### [Source passage]
————

Even if Bauer could assert a prima facie case of defamation, an issue which the Court does not reach, Plaintiff's Motion to Dismiss Bauer's defamation claim would be granted because Plaintiff's actions in filing the preference action are entitled to absolute privilege. In Illinois, the litigation privilege provides immunity from civil suit for the defamatory statements made preliminary to or during the course of litigation so long as the defamatory matter is pertinent to the litigation. Medow v. Flavin, 336 Ill. App. 3d 20, 32 (1st Dist. 2002). The requirement that statements made in a judicial proceeding be pertinent or relevant is not strictly applied. Id. The litigation privilege attaches "even where the defamatory statement is not confined to specific issues related to the litigation and all doubts should be resolved in favor of finding pertinency." Id. These broad privileges apply in bankruptcy cases. In re Berry Pub. Svcs., Inc., 231 B.R. 676 (Bankr. N.D. Ill. 1999). Based on the limited information in Bauer's Counterclaim and his Response to Plaintiff's Motion to Dismiss, Bauer appears to be claiming that Plaintiff's filing of the preference action is a defamatory statement. This "statement" was clearly made "during the course of litigation" because the Complaint was filed in court under the authority given to Plaintiff by 11 U.S.C. § 704 (1) of the Bankruptcy Code. The Complaint commenced the litigation and is an integral part of the litigation. Additionally, the Complaint is "pertinent to the litigation" because it stated the nature of the claims against Bauer and served to put Bauer on notice of the pendency of the preference action against him.
Although Bauer argues in his Response to Plaintiff's Motion to Dismiss that Plaintiff should not be entitled to the protection of the litigation privilege because Plaintiff lacked probable cause for bringing the preference action, Bauer's argument is misplaced. An absolute privilege cannot be overcome by a showing of improper motivation, knowledge of falsity, or malice. Geick v. Kay, 236 Ill. App. 3d 868, 875 (2d Dist. 1992). Accordingly, even if Plaintiff did not have probable cause for bringing the preference action or acted maliciously in doing so, Bauer's defamation claim would be barred by the absolute litigation privilege. Therefore, the Court grants Plaintiff's Motion to Dismiss with respect to the defamation claim.
B. Conversion
Bauer's second claim is a claim for conversion. Bauer asserts that Plaintiff wrongfully assumed control of $2,376.00 of bagged seed corn that was intended for Bauer, that Plaintiff claimed ownership of the corn by producing it for sale, and that Bauer had a right to the corn as Plaintiff owed it to Bauer as payment for a debt. Bauer then asserts that Plaintiff filed for bankruptcy protection and claimed that it had already paid the debt owed to Bauer when in fact Plaintiff concealed its possession of the corn from Bauer and improperly stored the corn causing it to deteriorate in value. Bauer asserts that Plaintiff then improperly sought to recover the full value of the corn in its preference action filed in the Bankruptcy Court.

————

### [Dataset]
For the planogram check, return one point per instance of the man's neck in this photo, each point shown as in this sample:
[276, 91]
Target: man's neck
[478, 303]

————

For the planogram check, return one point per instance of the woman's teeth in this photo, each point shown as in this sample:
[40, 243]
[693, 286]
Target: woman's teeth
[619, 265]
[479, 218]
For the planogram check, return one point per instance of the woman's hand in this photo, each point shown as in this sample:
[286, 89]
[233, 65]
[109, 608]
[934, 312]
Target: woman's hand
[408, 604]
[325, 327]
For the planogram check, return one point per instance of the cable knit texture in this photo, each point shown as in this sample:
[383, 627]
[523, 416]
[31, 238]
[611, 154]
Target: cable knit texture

————

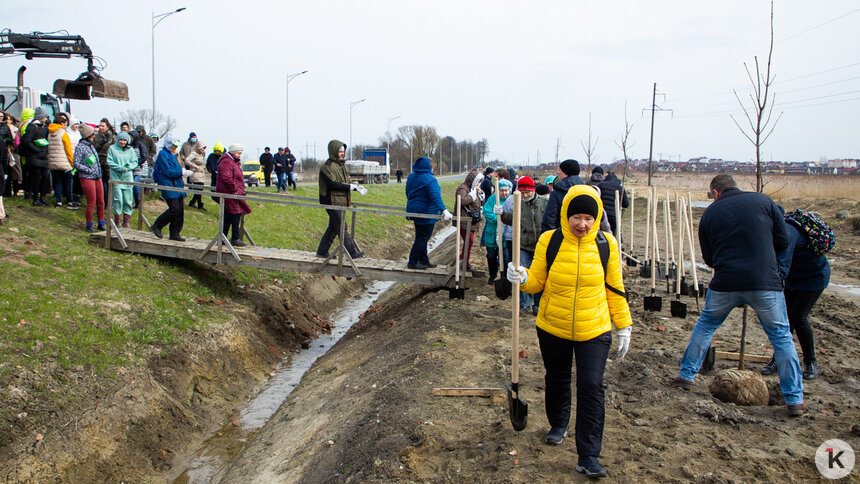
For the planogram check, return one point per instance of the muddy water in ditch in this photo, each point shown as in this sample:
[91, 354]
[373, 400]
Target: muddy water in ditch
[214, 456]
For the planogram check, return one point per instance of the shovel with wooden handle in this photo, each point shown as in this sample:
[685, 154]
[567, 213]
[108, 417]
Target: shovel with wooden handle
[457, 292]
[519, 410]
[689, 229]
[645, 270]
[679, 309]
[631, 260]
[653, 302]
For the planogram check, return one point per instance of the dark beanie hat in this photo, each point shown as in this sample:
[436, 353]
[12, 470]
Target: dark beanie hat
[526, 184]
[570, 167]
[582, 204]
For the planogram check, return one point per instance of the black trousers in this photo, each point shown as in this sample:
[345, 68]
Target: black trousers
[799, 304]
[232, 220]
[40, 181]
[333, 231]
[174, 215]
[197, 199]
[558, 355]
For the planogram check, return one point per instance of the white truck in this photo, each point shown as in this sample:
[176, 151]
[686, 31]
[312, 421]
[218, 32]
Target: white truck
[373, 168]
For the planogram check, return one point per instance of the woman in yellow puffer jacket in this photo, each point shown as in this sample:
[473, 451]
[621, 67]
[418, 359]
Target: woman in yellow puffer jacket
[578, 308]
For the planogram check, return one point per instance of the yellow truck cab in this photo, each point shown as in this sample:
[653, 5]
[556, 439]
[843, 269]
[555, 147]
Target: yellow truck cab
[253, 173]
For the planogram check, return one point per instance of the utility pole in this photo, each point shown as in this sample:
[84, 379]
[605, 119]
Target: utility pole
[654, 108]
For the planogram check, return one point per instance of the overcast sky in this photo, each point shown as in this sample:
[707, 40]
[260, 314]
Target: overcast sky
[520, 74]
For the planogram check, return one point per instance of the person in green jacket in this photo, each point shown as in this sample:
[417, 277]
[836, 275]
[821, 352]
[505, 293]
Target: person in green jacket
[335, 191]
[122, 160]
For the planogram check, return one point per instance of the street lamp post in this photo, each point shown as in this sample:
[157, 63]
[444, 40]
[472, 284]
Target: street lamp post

————

### [Written instruction 1]
Duplicate the records verbatim, beginning at the line that contains "of the black" and ending after the line that contains "Target: street lamp post".
### [Written instruction 2]
Pick up the court ruling on Bauer's defamation and conversion claims and continue it from the point where it stops.

### [Exercise output 1]
For the planogram check, return one point per instance of the black trousers in this photo, each point shown as in this sample:
[345, 68]
Target: black trousers
[799, 304]
[232, 220]
[40, 181]
[333, 231]
[174, 215]
[197, 199]
[558, 355]
For the planogram check, return one point per instance of the white truck in this photo, each point shown as in this sample:
[176, 151]
[686, 31]
[312, 421]
[218, 32]
Target: white truck
[373, 168]
For the planogram check, return one point per instance of the woman in yellow puffer jacket in this photo, each point shown as in this sample:
[473, 451]
[621, 67]
[418, 359]
Target: woman in yellow puffer jacket
[578, 308]
For the planogram check, return one point per instance of the yellow truck cab in this photo, each point shown as in this sample:
[653, 5]
[556, 439]
[843, 269]
[555, 147]
Target: yellow truck cab
[253, 173]
For the planogram check, return one point per instance of the utility pole in this photo, each point shown as in this sample:
[84, 379]
[605, 119]
Target: utility pole
[654, 108]
For the planogram check, return one point per instance of the overcast sky in this photo, each point shown as in this sample:
[707, 40]
[260, 314]
Target: overcast sky
[520, 74]
For the planogram check, return one point per instance of the person in green jacket in this photo, each point shown as in this sample:
[417, 277]
[836, 275]
[821, 352]
[505, 293]
Target: person in green jacket
[335, 191]
[122, 160]
For the planogram check, return one point per instance of the street lamp post in this photo, each point shown as in this sample:
[157, 63]
[444, 40]
[472, 284]
Target: street lamp post

### [Exercise output 2]
Plaintiff argues in response that Bauer's conversion claim should be dismissed because (1) Bauer has effectively pled himself out of Court, and (2) to the extent that Bauer's claim is legitimate, it is properly characterized as a claim in the bankruptcy proceeding and therefore should be filed in the Bankruptcy Court.
Conversion is the "unauthorized deprivation of property from a person entitled to its possession." Prescott v. Allstate Life Ins. Co., 341 F. Supp. 2d 1023, 1027 (N.D. Ill. 2004). "The essence of conversion is the wrongful deprivation of one who has a right to the immediate possession of the object unlawfully held." Horbach v. Kaczmarek, 288 F.3d 969, 978 (7th Cir. 2002) (citing In re Thebus, 108 Ill.2d 255, 91 (1985)). To prove conversion, Bauer must show that: (1) Plaintiff, without authorization, assumed control of Bauer's property, (2) that Bauer had a right to the property, (3) that Bauer had an immediate right to possession of the property, and (4) Bauer demanded possession of the property. Prescott, 341 F. Supp. 2d at 1027.
Plaintiff argues that Bauer's conversion claim should be dismissed because any claim that Bauer has is actually a claim that is subject to the current bankruptcy proceedings. The Court agrees. In fact, Bauer has filed a Proof of Claim for the "balance owed for returned seed" with the Bankruptcy Court. Accordingly, the Court dismisses Bauer's conversion claim because any claim that Bauer has against Plaintiff with respect to the seed corn which was the subject of the preference action falls within the jurisdiction of the Bankruptcy Court. As a result, in light of this ruling, the Court declines to address Plaintiff's argument that Bauer's conversion claim should be dismissed because Bauer has pled himself out of court.
CONCLUSION
For the reasons set forth above, Plaintiff/Counterdefendant Barber's Motion to Dismiss is GRANTED and this case is now terminated.